Text block —
--------------------------------

The hospital staffs and ambulance crews were so overextended that they used volunteers for the gruesome task of collecting, sorting, and attempting to match scattered human remains to return as much as possible to bereaved families. One of these medical workers, Ahmed Abu Saall 26, from Kamal Adwan Hospital, told me, “One enormous difficulty we face is that these powerful bombs can scatter the parts of a single victim over a wide area. It is quite possible parts of a person could end up in Al Awda hospital in the east of the camp, while other parts of the same person end up with us here on the western side.” Sometimes shreds of clothing can help with the matching.

The Israeli Army frequently shot at the medical teams and journalists. During that first week, two ambulance drivers were injured, and a cameraman from Ramatan News Agency was hurt. Of course, the ambulance crews and press all wear identifying gear.

Israel has closed all borders into Gaza and has severely restricted all movement within the Gaza Strip. There are three major “zones” split off by sealed military checkpoints, but recent days have seen numerous new checkpoints, and roads closed by cement block and sand obstructions. People cannot move between cities, not even ambulances bringing patients to hospitals. Moreover, the main Israel-Gaza crossing remained closed, even to international NGOs, humanitarian relief groups, and foreign journalists.

Intense as the military attack has been and continues to be, it is certainly not the only danger to the people here. Many families now have been without food and water for days. In Tal Al Zattar, the eastern part of Jabalya, I interviewed Umm Ramzi. This elderly lady spoke to me through the gaping hole a tank shell had left in her house, as our jeep halted for a moment. It was dangerous for her to come out into the street, dangerous for us to stay in one spot very long. But I got her name, and she managed to tell me: “We have been appealing to the Red Cross to save our lives and the lives of our children, but nobody has responded.”

--------------------------------

(Items listed in a dataset)

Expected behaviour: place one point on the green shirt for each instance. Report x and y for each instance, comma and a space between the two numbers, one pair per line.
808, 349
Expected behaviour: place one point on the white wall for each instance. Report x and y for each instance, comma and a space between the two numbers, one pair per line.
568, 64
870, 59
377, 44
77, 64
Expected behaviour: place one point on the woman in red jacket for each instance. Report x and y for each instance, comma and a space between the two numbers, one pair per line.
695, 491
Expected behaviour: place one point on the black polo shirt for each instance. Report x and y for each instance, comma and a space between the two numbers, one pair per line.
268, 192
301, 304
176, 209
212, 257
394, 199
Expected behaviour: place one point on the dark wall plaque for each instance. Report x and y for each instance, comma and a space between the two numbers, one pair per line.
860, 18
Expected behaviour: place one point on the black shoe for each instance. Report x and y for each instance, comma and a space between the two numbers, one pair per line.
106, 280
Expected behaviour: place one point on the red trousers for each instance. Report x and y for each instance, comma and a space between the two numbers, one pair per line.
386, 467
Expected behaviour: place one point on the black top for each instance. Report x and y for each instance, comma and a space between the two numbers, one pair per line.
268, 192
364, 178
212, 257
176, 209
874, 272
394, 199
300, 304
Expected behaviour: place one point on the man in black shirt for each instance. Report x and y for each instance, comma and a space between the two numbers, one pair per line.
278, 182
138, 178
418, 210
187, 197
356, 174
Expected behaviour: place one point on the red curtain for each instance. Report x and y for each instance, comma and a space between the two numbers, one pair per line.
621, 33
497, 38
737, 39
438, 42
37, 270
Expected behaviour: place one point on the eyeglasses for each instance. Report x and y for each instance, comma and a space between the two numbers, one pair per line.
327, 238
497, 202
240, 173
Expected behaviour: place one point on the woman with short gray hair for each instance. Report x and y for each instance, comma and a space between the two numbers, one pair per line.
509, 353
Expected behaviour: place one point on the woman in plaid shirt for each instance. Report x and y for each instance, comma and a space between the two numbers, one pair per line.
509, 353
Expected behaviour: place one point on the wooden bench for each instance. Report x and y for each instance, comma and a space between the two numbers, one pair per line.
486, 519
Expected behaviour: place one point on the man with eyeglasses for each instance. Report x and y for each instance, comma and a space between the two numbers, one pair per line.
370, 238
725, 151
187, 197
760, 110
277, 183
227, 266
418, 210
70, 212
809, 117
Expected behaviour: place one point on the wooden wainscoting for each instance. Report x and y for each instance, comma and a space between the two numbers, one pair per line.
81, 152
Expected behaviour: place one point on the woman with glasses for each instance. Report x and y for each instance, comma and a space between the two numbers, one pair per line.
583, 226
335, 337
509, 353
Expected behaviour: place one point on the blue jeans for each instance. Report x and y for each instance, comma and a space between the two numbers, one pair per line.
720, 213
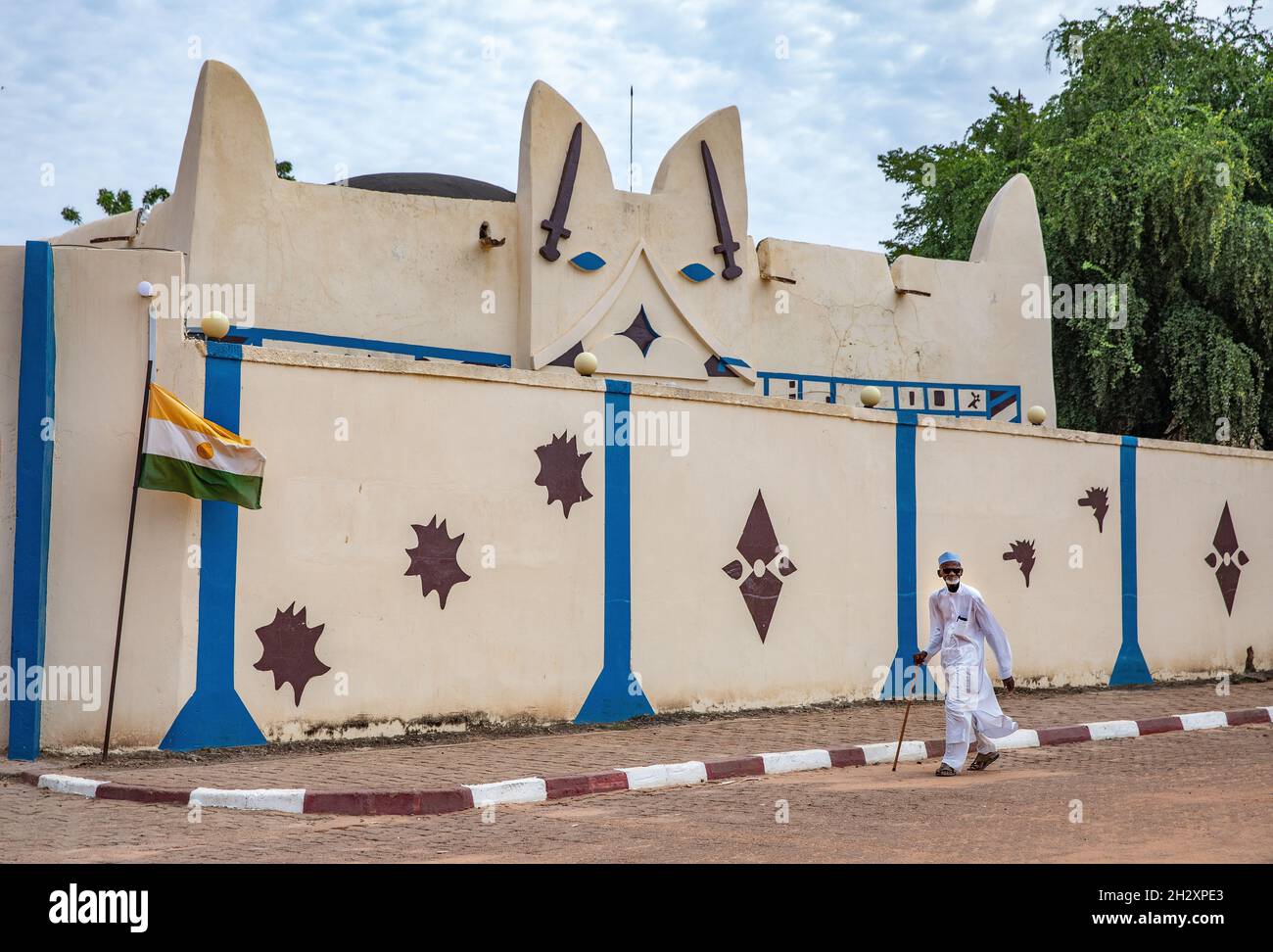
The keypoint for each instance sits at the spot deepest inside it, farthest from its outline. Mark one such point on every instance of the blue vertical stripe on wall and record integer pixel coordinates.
(615, 693)
(33, 485)
(903, 675)
(215, 715)
(1129, 668)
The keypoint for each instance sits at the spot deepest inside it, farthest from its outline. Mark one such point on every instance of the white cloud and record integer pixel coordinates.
(103, 93)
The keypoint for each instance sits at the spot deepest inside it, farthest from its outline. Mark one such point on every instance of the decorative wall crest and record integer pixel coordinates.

--------------------------------

Assignment 1 —
Answer these questions using the Gaza passage:
(a) Which hospital is Ahmed Abu Saall from?
(b) Which news agency employed the cameraman who was hurt?
(c) In which part of Jabalya was Umm Ramzi interviewed?
Assignment 2 —
Retype the part of the Gaza passage starting with "Israel has closed" and going on through "and foreign journalists.".
The records are separate material and have nothing to do with the Gaza passage.

Written solution 1 —
(a) Kamal Adwan Hospital
(b) Ramatan News Agency
(c) Tal Al Zattar, the eastern part of Jabalya

Written solution 2 —
Israel has closed all borders into Gaza and has severely restricted all movement within the Gaza Strip. There are three major “zones” split off by sealed military checkpoints, but recent days have seen numerous new checkpoints, and roads closed by cement block and sand obstructions. People cannot move between cities, not even ambulances bringing patients to hospitals. Moreover, the main Israel-Gaza crossing remained closed, even to international NGOs, humanitarian relief groups, and foreign journalists.